**** PASSAGE PROVIDED ****
The coming next generations of technologies may well remake our species is
ways that make everyday experience difficult to understand and distracting to
narrative story. They may be intellectually interesting, but it would be
difficult in a movie. From third paragraph illustrates the point.

I do like your first point, with respect to Star Trek. Certainly we can have
both minimalism and exotic baroque lushness, sitting side by side.

------
msluyter
I don't necessarily disagree with the article so much as view it as tangential
to the movie's real problems. What I missed most was that grandly optimistic
vision of humanity; the idea that we could transcend its baser, violent
instincts and rise to become something nobler. Into Darkness seems somehow...
smaller than that -- cops & robbers writ large. Of course, I guess that's true
about a lot of the Star Trek movies, so perhaps this is just my nostalgia for
the most philosophically engaging of the ST:TOS episodes showing.

------
campusman
This article brought up a good point. But while Star Trek is a vision of the
future from the past, there is plenty of SciFi out there from very talented
people with extremely fertile imaginations that is just waiting for some young
filmmaker to take a chance on and deliver us a new Star Wars or Star Trek type
franchise. The books I have run across in that have been published in more
recent years cover everything from hard scifi that could be a reality today
with a ton of money and the will to engineer it into existence, to the really
fun theoretical stuff out there on what could be...
**** DATA EXCERPTS ****
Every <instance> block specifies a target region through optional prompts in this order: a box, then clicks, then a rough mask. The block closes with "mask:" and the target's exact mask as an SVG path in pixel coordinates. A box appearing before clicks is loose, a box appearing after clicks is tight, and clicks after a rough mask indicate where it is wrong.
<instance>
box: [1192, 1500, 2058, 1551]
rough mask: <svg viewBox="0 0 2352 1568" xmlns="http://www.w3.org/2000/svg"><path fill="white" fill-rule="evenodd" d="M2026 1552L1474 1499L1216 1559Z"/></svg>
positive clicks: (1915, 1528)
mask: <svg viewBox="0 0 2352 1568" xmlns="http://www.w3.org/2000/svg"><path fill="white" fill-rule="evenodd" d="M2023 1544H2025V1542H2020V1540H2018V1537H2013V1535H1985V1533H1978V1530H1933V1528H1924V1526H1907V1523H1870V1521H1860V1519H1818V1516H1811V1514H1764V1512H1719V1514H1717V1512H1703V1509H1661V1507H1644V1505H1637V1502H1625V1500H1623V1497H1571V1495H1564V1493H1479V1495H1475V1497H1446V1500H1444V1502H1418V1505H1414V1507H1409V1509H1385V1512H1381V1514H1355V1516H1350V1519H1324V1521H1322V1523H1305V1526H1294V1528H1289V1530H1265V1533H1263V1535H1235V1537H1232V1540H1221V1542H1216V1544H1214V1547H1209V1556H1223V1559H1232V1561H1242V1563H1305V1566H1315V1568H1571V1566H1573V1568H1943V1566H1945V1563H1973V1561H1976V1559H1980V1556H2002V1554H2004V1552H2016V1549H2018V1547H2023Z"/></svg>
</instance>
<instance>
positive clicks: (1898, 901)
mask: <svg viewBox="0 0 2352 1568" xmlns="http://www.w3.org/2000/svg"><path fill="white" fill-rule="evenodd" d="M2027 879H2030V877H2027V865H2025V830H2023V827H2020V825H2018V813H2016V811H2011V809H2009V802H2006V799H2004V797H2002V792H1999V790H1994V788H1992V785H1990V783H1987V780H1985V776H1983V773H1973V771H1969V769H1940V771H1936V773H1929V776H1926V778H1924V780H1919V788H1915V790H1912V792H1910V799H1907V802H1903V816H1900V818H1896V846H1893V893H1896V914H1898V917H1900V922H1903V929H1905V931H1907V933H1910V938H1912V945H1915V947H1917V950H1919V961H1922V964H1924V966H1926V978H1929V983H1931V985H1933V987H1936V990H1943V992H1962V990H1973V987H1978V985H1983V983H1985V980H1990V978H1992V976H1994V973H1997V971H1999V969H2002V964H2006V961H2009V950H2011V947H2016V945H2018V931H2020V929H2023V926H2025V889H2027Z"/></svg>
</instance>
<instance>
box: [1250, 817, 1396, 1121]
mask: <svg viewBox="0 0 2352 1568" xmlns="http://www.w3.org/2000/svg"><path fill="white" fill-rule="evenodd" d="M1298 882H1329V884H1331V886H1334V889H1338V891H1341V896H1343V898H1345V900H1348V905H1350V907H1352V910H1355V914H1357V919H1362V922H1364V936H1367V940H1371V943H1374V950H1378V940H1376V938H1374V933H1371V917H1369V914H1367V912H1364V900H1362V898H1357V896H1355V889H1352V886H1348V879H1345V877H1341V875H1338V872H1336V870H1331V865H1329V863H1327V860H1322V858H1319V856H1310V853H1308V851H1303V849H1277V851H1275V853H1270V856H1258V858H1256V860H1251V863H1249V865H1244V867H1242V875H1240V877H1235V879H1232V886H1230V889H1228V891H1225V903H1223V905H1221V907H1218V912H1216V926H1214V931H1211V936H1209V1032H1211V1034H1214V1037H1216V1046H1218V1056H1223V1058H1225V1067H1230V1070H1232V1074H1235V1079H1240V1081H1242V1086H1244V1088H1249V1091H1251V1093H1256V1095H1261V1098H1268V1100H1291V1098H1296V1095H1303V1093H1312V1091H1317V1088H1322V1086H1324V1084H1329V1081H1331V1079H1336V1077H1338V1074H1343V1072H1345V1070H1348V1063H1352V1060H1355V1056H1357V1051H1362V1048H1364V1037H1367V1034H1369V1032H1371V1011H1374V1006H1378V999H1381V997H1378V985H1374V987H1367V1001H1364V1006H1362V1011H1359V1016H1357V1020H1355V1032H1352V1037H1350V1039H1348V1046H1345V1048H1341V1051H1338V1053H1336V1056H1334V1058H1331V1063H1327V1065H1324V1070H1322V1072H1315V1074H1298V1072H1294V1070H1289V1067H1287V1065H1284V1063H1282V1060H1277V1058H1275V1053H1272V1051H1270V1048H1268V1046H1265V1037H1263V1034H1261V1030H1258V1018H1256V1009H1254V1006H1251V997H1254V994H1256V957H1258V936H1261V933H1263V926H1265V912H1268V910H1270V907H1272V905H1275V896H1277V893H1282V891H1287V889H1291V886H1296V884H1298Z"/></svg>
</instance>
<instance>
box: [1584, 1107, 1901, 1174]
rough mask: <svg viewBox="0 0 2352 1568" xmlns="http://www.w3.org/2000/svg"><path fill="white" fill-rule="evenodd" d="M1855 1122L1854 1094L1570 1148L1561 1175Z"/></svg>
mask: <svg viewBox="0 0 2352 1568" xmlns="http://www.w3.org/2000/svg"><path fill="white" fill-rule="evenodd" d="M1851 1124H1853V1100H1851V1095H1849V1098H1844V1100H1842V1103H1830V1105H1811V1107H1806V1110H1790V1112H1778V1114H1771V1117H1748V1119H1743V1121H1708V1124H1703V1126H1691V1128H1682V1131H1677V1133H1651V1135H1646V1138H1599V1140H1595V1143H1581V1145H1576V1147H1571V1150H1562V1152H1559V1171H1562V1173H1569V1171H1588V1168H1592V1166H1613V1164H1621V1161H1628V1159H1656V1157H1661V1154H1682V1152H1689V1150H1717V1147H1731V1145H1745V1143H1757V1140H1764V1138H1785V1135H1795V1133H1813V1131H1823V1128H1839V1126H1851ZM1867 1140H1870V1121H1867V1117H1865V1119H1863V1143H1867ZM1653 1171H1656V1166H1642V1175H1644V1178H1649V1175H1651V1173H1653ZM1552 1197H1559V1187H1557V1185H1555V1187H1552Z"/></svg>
****
_TRY IT_. Give every distinct name of a film, TV show or franchise mentioned in the Star Trek discussion, in the order each first appears.

_ANSWER SECTION_. Star Trek, Into Darkness, ST:TOS, Star Wars